----- EXTRACTED TEXT
Walking While Black


The state of Florida has declared open season on young black males.  Any white person, anywhere in Florida can open fire and kill a young black man;  any white law enforcement officer can assault, arrest or physical intimidate black boys willy nilly and expect nothing will happen to them.  If you don’t believe me just ask Bobby Wingate Wingate

Walking down the road, minding his own business, one First Coast man says he was assaulted by a Police Officer and thrown in jail for no reason.

When he was tried for the crime, a judge threw out the case half way through the trial.

Bobby Wingate said the incident occurred on Oliver Street in Arlington.

The last time Wingate walked down the road, he said he called 9-1-1 to protect himself from the police.

“He parked his car right up here near this curve,” he said as he pointed.

On a 9-1-1 recording of that night Wingate can be heard saying, “He said do I really want to fight him? I haven’t done anything wrong.”………

According to court papers uncovered by First Coast News at the federal courthouse, Wingate was walking down the road in December when a JSO Police Officer stopped him and asked to talk.
----------
REQUIRED ACTIONS -
1. Using the text on Bobby Wingate, state whether each statement agrees with it, answering yes or no and quoting the deciding words: (a) The incident took place on Oliver Street in Arlington. (b) A jury convicted Wingate at the end of his trial. (c) The court papers were found at the federal courthouse.
2. In the text on Bobby Wingate, from whom did Wingate say he called 9-1-1 to protect himself?
The records that follow are separate material and have no connection to the text above.
----- AVAILABLE DATA
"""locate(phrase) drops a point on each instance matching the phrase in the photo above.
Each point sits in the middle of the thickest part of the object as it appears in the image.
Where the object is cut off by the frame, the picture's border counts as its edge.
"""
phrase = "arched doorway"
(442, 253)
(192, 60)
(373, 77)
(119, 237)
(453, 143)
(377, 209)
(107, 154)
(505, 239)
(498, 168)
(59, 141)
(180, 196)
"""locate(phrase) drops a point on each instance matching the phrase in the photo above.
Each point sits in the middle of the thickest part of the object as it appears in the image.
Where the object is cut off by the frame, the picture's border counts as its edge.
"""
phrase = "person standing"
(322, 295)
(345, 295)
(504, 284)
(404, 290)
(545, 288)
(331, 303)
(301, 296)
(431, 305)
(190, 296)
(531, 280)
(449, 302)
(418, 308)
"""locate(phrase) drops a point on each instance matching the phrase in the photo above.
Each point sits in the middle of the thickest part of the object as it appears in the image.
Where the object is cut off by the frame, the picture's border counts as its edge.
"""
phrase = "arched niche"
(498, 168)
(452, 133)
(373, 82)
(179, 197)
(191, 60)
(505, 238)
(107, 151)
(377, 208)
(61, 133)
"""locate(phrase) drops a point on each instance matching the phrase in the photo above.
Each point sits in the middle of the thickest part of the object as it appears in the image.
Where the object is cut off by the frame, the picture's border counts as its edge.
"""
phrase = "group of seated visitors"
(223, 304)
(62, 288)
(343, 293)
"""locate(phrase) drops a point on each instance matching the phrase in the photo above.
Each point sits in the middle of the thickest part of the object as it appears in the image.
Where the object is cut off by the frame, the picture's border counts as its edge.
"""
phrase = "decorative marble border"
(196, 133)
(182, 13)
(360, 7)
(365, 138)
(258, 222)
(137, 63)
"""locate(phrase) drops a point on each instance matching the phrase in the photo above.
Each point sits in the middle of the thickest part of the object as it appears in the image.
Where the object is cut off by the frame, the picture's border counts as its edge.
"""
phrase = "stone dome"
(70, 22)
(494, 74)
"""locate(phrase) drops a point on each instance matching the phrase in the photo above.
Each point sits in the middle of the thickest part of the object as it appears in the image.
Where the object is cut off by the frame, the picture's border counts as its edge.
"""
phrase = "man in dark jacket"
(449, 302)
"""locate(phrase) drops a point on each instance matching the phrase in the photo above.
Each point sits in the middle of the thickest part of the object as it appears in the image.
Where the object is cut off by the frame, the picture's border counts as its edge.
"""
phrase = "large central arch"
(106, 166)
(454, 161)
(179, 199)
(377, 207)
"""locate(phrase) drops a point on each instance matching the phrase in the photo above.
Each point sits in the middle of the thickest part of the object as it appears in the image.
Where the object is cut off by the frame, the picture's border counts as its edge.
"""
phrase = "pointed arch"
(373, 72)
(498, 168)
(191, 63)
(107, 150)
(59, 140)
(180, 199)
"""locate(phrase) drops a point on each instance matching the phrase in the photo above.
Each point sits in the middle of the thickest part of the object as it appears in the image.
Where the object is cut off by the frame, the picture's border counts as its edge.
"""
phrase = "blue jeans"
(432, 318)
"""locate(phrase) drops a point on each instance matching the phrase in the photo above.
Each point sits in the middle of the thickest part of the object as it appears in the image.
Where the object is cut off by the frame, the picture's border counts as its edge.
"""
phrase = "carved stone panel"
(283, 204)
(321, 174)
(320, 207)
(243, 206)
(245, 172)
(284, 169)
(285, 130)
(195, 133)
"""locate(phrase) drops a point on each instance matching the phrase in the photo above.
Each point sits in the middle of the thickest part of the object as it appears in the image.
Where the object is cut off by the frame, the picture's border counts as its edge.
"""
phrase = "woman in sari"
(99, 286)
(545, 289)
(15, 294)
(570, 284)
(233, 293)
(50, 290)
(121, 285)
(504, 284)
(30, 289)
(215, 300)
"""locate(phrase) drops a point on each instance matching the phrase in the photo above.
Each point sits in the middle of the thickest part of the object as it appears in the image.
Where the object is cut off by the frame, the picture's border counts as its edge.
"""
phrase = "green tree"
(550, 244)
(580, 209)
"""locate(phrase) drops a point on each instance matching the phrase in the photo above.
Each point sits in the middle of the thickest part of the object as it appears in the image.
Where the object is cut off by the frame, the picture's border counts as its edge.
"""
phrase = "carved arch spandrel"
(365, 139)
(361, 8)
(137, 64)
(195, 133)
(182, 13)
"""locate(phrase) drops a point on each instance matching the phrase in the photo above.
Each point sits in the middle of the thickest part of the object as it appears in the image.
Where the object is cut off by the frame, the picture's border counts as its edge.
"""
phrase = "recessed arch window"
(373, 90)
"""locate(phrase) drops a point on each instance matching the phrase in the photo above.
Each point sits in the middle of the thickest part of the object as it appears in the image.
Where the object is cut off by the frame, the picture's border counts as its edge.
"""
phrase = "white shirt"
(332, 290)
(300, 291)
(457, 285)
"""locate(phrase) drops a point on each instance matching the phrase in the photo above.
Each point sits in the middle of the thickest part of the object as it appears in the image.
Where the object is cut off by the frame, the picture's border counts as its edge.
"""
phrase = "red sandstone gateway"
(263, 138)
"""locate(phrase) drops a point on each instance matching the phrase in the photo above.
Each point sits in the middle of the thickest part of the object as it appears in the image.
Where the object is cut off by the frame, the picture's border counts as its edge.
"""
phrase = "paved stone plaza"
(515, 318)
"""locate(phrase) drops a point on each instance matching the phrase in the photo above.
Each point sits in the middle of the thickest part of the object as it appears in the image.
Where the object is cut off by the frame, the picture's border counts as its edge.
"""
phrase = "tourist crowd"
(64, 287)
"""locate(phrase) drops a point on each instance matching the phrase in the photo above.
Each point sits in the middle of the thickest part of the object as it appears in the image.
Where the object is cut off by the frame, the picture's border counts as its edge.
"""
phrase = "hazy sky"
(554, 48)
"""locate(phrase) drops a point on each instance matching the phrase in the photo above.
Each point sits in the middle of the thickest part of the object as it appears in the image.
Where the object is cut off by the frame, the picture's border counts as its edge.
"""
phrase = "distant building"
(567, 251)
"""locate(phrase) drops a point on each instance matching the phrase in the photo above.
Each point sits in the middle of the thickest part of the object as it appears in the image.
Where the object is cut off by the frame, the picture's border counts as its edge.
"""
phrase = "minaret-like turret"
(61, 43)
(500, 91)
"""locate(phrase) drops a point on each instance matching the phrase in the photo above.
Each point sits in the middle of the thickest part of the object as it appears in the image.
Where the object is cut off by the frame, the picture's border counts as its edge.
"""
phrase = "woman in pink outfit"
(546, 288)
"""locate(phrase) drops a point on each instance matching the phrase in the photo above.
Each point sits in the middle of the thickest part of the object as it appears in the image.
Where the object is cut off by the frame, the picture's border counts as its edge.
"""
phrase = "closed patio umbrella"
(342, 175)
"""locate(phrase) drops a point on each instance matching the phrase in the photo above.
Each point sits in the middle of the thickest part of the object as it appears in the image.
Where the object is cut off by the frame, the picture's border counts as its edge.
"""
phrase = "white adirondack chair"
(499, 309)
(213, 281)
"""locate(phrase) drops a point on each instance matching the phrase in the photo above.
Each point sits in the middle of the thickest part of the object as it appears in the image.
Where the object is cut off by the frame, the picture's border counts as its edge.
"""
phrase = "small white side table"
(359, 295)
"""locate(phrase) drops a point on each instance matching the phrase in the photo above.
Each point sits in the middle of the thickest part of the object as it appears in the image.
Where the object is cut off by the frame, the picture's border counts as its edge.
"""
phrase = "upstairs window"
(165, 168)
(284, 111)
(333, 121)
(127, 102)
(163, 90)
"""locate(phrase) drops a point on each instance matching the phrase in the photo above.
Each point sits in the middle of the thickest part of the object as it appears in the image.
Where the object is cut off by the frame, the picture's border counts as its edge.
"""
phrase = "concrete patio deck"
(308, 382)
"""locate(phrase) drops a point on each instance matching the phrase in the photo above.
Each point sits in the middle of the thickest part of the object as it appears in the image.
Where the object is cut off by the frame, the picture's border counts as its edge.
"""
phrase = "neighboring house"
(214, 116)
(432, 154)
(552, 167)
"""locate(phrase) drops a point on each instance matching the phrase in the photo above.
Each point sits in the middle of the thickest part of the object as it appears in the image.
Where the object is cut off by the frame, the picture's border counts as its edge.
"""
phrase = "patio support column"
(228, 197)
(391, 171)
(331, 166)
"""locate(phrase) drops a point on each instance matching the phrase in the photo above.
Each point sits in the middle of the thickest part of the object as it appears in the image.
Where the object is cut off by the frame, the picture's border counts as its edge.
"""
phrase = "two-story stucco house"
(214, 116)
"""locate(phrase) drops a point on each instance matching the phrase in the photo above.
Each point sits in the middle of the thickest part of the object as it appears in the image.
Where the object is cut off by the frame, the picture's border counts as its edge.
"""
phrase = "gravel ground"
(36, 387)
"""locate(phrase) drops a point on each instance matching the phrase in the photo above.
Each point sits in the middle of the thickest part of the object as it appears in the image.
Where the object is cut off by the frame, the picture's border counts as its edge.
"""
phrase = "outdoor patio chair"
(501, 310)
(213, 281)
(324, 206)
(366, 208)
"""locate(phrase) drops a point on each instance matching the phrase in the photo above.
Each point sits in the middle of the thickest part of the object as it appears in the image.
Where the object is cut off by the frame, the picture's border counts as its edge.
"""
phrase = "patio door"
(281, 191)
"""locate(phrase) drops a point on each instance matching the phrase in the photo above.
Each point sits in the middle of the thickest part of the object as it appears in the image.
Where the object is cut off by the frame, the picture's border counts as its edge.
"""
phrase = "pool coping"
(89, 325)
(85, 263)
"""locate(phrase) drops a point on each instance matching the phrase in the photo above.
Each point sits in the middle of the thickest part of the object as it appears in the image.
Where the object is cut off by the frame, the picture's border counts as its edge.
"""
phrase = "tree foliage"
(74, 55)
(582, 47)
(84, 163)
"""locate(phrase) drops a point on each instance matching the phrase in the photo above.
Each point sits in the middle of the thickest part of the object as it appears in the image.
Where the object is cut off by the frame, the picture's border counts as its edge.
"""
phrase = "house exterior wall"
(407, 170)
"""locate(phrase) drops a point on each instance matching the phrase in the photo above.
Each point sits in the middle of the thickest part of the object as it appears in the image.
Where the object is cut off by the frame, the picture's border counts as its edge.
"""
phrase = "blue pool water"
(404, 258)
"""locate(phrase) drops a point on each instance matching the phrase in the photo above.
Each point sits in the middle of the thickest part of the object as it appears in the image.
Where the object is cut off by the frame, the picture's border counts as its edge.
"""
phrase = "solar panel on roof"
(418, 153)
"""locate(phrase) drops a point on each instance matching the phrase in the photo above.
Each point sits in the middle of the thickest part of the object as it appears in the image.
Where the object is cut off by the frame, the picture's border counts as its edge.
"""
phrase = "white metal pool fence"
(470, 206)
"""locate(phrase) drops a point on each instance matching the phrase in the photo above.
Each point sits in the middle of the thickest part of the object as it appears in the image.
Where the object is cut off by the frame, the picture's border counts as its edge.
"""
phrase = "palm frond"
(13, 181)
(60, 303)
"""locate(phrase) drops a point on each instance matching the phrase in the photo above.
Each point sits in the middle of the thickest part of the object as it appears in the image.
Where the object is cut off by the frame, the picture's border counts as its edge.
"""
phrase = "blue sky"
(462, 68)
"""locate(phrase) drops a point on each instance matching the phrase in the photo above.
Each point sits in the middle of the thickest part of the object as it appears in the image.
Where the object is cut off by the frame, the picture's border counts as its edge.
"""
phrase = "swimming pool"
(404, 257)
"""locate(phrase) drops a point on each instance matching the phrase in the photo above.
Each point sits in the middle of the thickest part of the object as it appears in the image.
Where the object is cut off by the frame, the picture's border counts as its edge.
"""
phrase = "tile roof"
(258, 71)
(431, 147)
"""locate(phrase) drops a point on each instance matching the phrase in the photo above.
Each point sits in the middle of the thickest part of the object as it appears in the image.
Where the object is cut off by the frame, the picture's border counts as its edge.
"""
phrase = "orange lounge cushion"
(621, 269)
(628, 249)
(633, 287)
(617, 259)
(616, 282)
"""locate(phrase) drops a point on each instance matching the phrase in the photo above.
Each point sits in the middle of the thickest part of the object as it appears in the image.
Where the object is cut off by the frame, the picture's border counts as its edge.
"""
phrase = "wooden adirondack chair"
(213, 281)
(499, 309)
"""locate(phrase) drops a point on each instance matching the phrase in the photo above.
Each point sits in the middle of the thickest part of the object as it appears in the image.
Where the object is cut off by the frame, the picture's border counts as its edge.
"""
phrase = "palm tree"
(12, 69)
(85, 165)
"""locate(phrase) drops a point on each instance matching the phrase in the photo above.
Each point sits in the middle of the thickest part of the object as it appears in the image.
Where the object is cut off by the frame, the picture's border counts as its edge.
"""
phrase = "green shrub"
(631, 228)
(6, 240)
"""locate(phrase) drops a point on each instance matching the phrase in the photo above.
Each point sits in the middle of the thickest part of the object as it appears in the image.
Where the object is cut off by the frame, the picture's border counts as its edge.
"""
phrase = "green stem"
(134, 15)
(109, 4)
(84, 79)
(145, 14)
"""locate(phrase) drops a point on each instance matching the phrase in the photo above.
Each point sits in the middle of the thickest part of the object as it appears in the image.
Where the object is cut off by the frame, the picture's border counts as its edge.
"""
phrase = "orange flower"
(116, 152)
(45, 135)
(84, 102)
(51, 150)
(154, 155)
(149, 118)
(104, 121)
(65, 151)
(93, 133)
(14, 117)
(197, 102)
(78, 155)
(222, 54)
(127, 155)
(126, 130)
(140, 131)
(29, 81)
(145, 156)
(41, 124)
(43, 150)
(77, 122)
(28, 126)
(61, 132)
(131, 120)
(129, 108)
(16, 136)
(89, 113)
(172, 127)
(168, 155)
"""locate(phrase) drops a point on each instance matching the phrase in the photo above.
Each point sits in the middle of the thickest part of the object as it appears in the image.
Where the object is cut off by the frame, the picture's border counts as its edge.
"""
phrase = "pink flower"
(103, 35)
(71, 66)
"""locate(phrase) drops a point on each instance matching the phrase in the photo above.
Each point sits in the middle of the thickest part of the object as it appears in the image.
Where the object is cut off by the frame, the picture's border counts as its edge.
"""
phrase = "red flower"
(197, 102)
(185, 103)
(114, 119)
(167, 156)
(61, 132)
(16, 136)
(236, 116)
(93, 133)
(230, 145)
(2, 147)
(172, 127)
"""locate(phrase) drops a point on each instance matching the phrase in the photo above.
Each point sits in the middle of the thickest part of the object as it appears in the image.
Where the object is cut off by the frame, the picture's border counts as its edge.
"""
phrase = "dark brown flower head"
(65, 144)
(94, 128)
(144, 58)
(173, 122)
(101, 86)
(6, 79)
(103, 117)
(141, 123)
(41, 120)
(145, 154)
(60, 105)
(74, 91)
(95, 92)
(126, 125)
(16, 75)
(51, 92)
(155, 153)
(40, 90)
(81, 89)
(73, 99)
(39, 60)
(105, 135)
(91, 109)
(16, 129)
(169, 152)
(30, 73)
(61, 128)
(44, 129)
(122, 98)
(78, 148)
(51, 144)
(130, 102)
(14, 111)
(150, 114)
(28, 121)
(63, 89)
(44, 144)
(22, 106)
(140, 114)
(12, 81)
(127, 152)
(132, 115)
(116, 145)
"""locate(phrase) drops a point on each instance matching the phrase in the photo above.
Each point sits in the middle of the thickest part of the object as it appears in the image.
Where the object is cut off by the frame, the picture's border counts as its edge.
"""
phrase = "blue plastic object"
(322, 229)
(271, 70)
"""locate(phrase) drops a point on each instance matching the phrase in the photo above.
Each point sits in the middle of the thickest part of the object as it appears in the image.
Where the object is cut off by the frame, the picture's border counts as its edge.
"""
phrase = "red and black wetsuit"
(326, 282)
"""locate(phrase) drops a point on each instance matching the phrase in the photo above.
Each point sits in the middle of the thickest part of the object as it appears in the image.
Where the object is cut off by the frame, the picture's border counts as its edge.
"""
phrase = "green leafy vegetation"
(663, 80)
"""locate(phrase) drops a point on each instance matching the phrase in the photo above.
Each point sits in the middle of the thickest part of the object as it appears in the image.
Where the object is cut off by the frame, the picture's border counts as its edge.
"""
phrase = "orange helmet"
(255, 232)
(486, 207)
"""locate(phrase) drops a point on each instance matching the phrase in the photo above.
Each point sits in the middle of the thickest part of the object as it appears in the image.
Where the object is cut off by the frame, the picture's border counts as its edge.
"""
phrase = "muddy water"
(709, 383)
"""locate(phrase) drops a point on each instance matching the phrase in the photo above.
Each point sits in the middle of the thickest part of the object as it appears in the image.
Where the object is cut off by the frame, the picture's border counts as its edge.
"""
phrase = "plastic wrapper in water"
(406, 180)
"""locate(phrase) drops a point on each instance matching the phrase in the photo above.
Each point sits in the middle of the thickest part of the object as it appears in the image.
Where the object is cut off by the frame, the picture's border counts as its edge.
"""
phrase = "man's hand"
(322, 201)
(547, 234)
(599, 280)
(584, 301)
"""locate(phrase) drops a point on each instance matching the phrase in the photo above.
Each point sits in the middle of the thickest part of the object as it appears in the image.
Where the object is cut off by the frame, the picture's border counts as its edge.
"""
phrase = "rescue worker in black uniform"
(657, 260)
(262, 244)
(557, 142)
----------
ANSWERS FOR THIS EXERCISE -
1.
(a) Yes: "Bobby Wingate said the incident occurred on Oliver Street in Arlington."
(b) No: "a judge threw out the case half way through the trial."
(c) Yes: "According to court papers uncovered by First Coast News at the federal courthouse"

2. The police.